To do:
1) List every win-loss record that the passage on Josh Freeman's career with the Tampa Bay Buccaneers gives for his seasons, and name the season for each.
2) According to the passage on Josh Freeman's career with the Tampa Bay Buccaneers, how many passing yards did Freeman throw for in the 2010 season?
3) Carry on the passage about Josh Freeman's career with the Tampa Bay Buccaneers from where it stops.

Passage provided:
Round 1, Pick 17: Josh Freeman, Tampa Bay Buccaneers
The Tampa Bay Buccaneers also traded up in the first round of the 2009 draft to land former Kansas State quarterback Josh Freeman.
In his rookie season Freeman played in ten regular season games, starting nine of those and finished with a record of 3-9. In that season Freeman had a completion percentage of 55 percent while throwing for 1,855 yards, 10 touchdowns and 18 interceptions.
The 2010 season was by far the best of Freeman’s career. In that season Freeman led the Buccaneers to a 10-6 record, while completing 61 percent of his passes, while also throwing for 3,451 yards, 25 touchdowns and six interceptions. Although Freeman and the Bucs finished with a 10-6 record they still failed to make the playoffs.
Hopes were high for Tampa Bay in 2011, and despite having a completion percentage of 63 percent and throwing for 3,592 yards he also had a touchdown to interception ratio of 16 to 22 and the team lost their last ten games of the season and finished with an overall record of 4-12.
After the hiring of a new head coach and a great free agency period hopes were again high for the Buccaneers in 2012. Despite the fact that Freeman became the first Bucs quarterback to throw over 4,000 passing yards, Freeman had nine interceptions in the last three weeks of the season, finishing the year with a completion percentage of 55 percent, 27 touchdowns, 17 interceptions, and a record of 7-9.
Freeman did not impress anyone with his first start of 2013 finishing the game with 15 completions on 31 passes, 210 passing yards, one touchdown and one interception.

(Region annotation entries)
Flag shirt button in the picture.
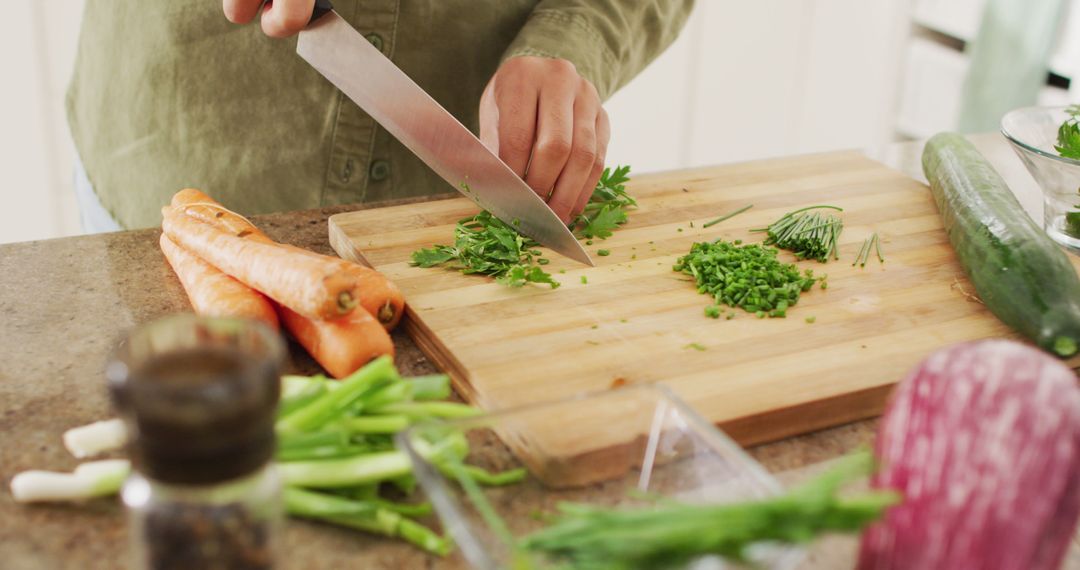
[370,161,390,182]
[365,33,382,52]
[341,159,355,184]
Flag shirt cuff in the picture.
[502,10,619,100]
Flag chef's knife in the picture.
[296,0,594,266]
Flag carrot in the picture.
[172,188,405,330]
[160,233,278,330]
[161,206,359,320]
[171,188,273,243]
[278,306,394,378]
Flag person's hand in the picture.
[221,0,315,38]
[480,56,611,222]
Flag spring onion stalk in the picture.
[64,419,127,459]
[274,443,393,462]
[278,376,328,419]
[362,375,450,410]
[521,452,900,569]
[278,451,413,488]
[373,402,483,419]
[340,415,411,434]
[11,459,131,503]
[405,375,450,399]
[274,356,400,433]
[284,488,450,555]
[437,461,529,487]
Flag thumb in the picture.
[480,80,499,157]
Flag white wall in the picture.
[608,0,909,172]
[0,0,83,243]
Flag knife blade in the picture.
[296,0,595,266]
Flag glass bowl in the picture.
[1001,107,1080,253]
[397,385,804,570]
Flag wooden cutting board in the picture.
[329,152,1076,445]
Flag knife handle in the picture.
[308,0,334,24]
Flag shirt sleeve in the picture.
[502,0,693,99]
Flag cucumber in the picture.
[922,133,1080,357]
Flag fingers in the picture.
[261,0,315,38]
[548,83,599,221]
[525,67,577,210]
[480,78,498,154]
[572,107,611,218]
[492,71,537,178]
[221,0,262,24]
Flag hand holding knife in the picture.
[226,0,606,266]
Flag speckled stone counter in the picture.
[0,136,1080,570]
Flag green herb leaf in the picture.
[413,166,637,288]
[673,240,824,318]
[413,245,457,268]
[1054,105,1080,160]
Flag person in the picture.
[67,0,693,231]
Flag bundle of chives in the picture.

Answers to the tasks:
1)
- 3-9 in his rookie season
- 10-6 in 2010
- 4-12 in 2011
- 7-9 in 2012

2) 3,451 yards

3)
Analysis: Freeman is on a short leash with head coach Greg Schiano and Tampa Bay fans and is running out of time to prove himself especially with rookie quarterback Mike Glennon waiting in the wings. In his time with Tampa Bay Freeman has failed to lead the Buccaneers to a playoff appearance, and his play on the field has been inconsistent at best. Freeman’s regular season starting record with Tampa Bay is 24-33, while his career numbers are a completion percentage of 59 percent, 79 touchdowns, 64 interceptions, 24 fumbles, and has been sacked 106 times. Unless a miracle happens, do not expect Freeman to be in a Buccaneers uniform in 2014.
Round 2, Pick 44: Pat White, Miami Dolphins
After a decent career at the University of West Virginia, Pat White was selected in the second round of the 2009 NFL draft with the intention that White could be used as a quarterback, running back or receiver.
White’s first season in the league was nothing to write home about as White finished played in 13 games, completing no passes on five attempts, while rushing for 81 yards on 21 attempts. The Dolphins chose to release White in September of 2010.
White spent the rest of 2010 and part of 2011 playing baseball being a part of minor league teams with the Kansas City Royals and the Florida Marlins.
In June of 2011 White signed with the Virginia Destroyers but was cut in September of that same year. This April White signed a two-year contract with the Washington Redskins.
Analysis: White is a draft bust and it will not be long before he is out of the NFL again.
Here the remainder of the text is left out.